Problem details:
Here are some records; return them all exactly.
— BEGIN —
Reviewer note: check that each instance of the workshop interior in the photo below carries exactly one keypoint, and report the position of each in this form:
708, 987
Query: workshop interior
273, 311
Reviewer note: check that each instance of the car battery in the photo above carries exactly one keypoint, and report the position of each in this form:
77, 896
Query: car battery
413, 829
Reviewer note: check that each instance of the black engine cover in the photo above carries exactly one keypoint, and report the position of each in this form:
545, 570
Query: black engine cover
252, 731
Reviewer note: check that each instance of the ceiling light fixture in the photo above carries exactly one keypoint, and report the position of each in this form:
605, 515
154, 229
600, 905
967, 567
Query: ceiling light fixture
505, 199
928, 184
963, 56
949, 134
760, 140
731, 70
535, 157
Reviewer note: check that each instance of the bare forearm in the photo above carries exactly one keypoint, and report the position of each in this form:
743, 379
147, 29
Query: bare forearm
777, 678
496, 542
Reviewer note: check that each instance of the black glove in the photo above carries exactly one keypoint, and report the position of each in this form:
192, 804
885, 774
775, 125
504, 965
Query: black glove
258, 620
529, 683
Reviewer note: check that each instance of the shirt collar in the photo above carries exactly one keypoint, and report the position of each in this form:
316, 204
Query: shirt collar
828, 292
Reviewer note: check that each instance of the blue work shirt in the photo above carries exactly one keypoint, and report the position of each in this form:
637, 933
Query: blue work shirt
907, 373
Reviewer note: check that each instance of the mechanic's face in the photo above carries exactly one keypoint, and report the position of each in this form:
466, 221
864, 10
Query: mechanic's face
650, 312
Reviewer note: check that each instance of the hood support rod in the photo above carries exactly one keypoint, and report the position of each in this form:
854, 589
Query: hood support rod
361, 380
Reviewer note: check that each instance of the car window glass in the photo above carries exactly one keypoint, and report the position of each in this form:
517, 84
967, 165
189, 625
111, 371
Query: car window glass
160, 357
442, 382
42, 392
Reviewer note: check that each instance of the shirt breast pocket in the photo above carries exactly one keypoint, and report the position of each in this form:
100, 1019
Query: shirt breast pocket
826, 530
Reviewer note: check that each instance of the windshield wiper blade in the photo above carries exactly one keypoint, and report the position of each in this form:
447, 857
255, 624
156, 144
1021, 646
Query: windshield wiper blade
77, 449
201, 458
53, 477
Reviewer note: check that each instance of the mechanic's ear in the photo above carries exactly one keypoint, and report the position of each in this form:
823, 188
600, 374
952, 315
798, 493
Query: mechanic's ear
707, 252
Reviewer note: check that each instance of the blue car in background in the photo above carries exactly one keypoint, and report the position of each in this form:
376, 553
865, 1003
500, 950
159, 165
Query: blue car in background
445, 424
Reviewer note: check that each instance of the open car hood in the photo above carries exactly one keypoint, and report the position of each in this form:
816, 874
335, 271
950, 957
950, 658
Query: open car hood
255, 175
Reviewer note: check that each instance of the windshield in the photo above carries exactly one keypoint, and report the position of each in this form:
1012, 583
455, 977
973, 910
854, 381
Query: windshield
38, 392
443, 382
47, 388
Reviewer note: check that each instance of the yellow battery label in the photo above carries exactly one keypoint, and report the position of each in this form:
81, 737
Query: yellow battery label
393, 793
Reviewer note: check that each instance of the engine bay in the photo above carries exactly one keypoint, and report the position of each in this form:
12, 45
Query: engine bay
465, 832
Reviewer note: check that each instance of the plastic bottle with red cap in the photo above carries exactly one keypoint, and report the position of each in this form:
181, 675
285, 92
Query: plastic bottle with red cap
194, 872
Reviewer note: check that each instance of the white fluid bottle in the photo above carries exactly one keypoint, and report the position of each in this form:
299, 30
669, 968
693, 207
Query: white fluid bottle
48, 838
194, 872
— END —
Completed exercise:
Reviewer note: check that each instance of the workshop interior in the photo below carries exactly one keypoint, and report the position of each in this form:
708, 987
Query: workshop interior
273, 311
Reviewer note: check that each instance of the car battery in the photo above carries exactly one keypoint, and report the position of each in this form:
77, 896
Query: car battery
413, 829
Reviewer note: check that each instance of the black engine cover in the photo above carries exactly one keypoint, and report the position of each in this form:
545, 570
Query: black engine cover
252, 731
Reviewer note: check that each instance of the ceiling light fixture in the photo above carries exactly one keypoint, and report the position of each in this form:
605, 515
154, 229
600, 905
967, 567
Query: ceiling light fixture
505, 199
928, 184
963, 56
949, 134
760, 140
731, 70
535, 157
Reviewer note: check that each instance of the bare forearm in the photo above carries exactly one keypoint, and report the position of each in this form:
743, 379
147, 29
Query: bare forearm
777, 678
496, 542
Reviewer note: check that each instance of the black glove in the photo above carries exactly one keypoint, and report the position of each in this form:
192, 804
885, 774
775, 125
504, 965
Query: black glove
258, 620
529, 683
Reviewer note: check that each instance of the shirt collar in the photo above carries exactly one keypoint, and report the position of each in this form:
316, 204
Query: shirt collar
828, 292
Reviewer note: check that each instance of the blue work shirt in the photo above carries exactly one keypoint, and report the position of each in this form:
637, 933
Query: blue work shirt
907, 373
Reviewer note: check that each instance of the mechanic's face in the photo above carries exactly one keypoint, and report the position of each in this form:
466, 221
864, 10
Query: mechanic's face
650, 312
Reviewer note: check that each instance of the hood support rod in the photo above carries exactly one keypoint, and report the position of each in this form:
854, 589
Query: hood support rod
361, 380
Reviewer note: check that each instance of the car window glass in the photo above carries exactly one keypoint, and report the position of each in this form:
517, 84
967, 165
189, 625
111, 371
Query: car window glass
160, 357
442, 382
42, 392
Reviewer note: check that each instance of the shirt breast pocket in the photo above carries exactly one keypoint, and report the position of each in this form:
100, 1019
Query: shirt breast pocket
826, 530
Reviewer note: check that each instance of the windshield wiper blade in the photo above carries exactly one keypoint, and report the position of each in this form:
447, 857
255, 624
156, 144
1021, 646
Query: windshield wiper blade
77, 449
201, 458
53, 477
Reviewer note: check that each instance of the mechanic's ear in the photo above carries exactly one keypoint, and report the position of each in this form:
823, 188
600, 374
952, 315
798, 493
Query: mechanic's ear
707, 252
Reviewer note: check that each instance of the blue car in background in the photo above carries exactly one keypoint, and report the position of each in this form:
376, 553
865, 1003
500, 950
159, 165
Query: blue car in background
445, 424
Reviewer note: check that each instance of the open car hood in the photo above carries exactly one keypoint, and report the position of each in this form:
816, 874
335, 271
950, 957
950, 658
Query: open car hood
255, 175
Reviewer note: check that each instance of the windshield in the photo above carries exactly one keypoint, and report the position of each in this form:
1012, 583
455, 977
973, 910
854, 381
Query: windshield
38, 392
443, 382
47, 388
Reviewer note: check that each instance of the yellow battery label in the photo above carries exactly one keypoint, and report the position of each in this form:
81, 737
Query: yellow battery label
393, 793
Reviewer note: check that each instance of the engine bay in the photo above carries exactly one keypoint, and report the position of each in this form:
12, 45
Query: engine bay
465, 832
Reviewer note: check that each instance of the plastic bottle with red cap in the photo above carries exactly one keypoint, and report the position of each in this form:
181, 675
285, 92
Query: plastic bottle with red cap
194, 872
Reviewer note: check that each instance of the white fluid bottle in the photo above carries exactly one keypoint, and report the position of each in this form:
299, 30
669, 968
693, 207
Query: white fluid bottle
48, 838
194, 872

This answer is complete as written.